Stated goal: Set down all of the data exactly as it appears.
****
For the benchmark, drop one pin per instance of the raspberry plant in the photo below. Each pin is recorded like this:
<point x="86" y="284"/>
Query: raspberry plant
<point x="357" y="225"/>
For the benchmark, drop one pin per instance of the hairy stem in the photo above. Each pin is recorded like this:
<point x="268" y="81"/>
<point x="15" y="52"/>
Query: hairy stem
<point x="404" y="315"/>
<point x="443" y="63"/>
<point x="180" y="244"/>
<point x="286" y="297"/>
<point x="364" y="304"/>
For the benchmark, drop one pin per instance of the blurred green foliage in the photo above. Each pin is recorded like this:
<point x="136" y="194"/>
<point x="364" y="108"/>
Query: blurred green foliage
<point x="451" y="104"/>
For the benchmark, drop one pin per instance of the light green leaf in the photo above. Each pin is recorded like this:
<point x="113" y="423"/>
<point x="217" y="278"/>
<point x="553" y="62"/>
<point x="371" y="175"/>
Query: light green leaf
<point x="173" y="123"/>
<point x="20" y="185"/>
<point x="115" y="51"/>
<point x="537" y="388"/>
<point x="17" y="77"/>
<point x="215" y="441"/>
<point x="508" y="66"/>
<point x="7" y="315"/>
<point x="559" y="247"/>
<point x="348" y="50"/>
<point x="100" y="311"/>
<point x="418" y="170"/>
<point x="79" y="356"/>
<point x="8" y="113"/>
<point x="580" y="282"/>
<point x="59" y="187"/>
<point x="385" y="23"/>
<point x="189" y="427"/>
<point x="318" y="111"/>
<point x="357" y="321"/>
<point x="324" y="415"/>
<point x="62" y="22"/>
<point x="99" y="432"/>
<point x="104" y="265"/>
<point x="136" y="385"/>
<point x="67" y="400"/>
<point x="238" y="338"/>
****
Response below:
For the benchmark, drop one pin per instance of the raspberry plant in the photo below. Each pin is recorded like this:
<point x="86" y="284"/>
Query: raspberry plant
<point x="357" y="225"/>
For the benchmark, drop one pin per instance of the hairy stem in the photo above. Each pin is recorded like this:
<point x="268" y="81"/>
<point x="15" y="52"/>
Query: hairy stem
<point x="404" y="315"/>
<point x="443" y="63"/>
<point x="180" y="244"/>
<point x="286" y="297"/>
<point x="364" y="304"/>
For the benchmark, drop one pin per instance of the blurred green foliage in the photo above. Each pin is recorded like this:
<point x="136" y="194"/>
<point x="364" y="108"/>
Query: blurred green foliage
<point x="451" y="104"/>
For the benchmark, drop one pin per instance of the light green leaf in the photo above. Each pin is recorded like this:
<point x="113" y="423"/>
<point x="217" y="278"/>
<point x="553" y="62"/>
<point x="371" y="175"/>
Query: light green leaf
<point x="173" y="123"/>
<point x="20" y="185"/>
<point x="115" y="51"/>
<point x="537" y="388"/>
<point x="17" y="77"/>
<point x="215" y="441"/>
<point x="508" y="66"/>
<point x="7" y="315"/>
<point x="559" y="247"/>
<point x="348" y="50"/>
<point x="100" y="311"/>
<point x="418" y="170"/>
<point x="79" y="356"/>
<point x="8" y="113"/>
<point x="580" y="282"/>
<point x="59" y="187"/>
<point x="385" y="23"/>
<point x="189" y="427"/>
<point x="318" y="111"/>
<point x="357" y="321"/>
<point x="324" y="415"/>
<point x="62" y="22"/>
<point x="99" y="432"/>
<point x="104" y="265"/>
<point x="136" y="385"/>
<point x="67" y="400"/>
<point x="238" y="338"/>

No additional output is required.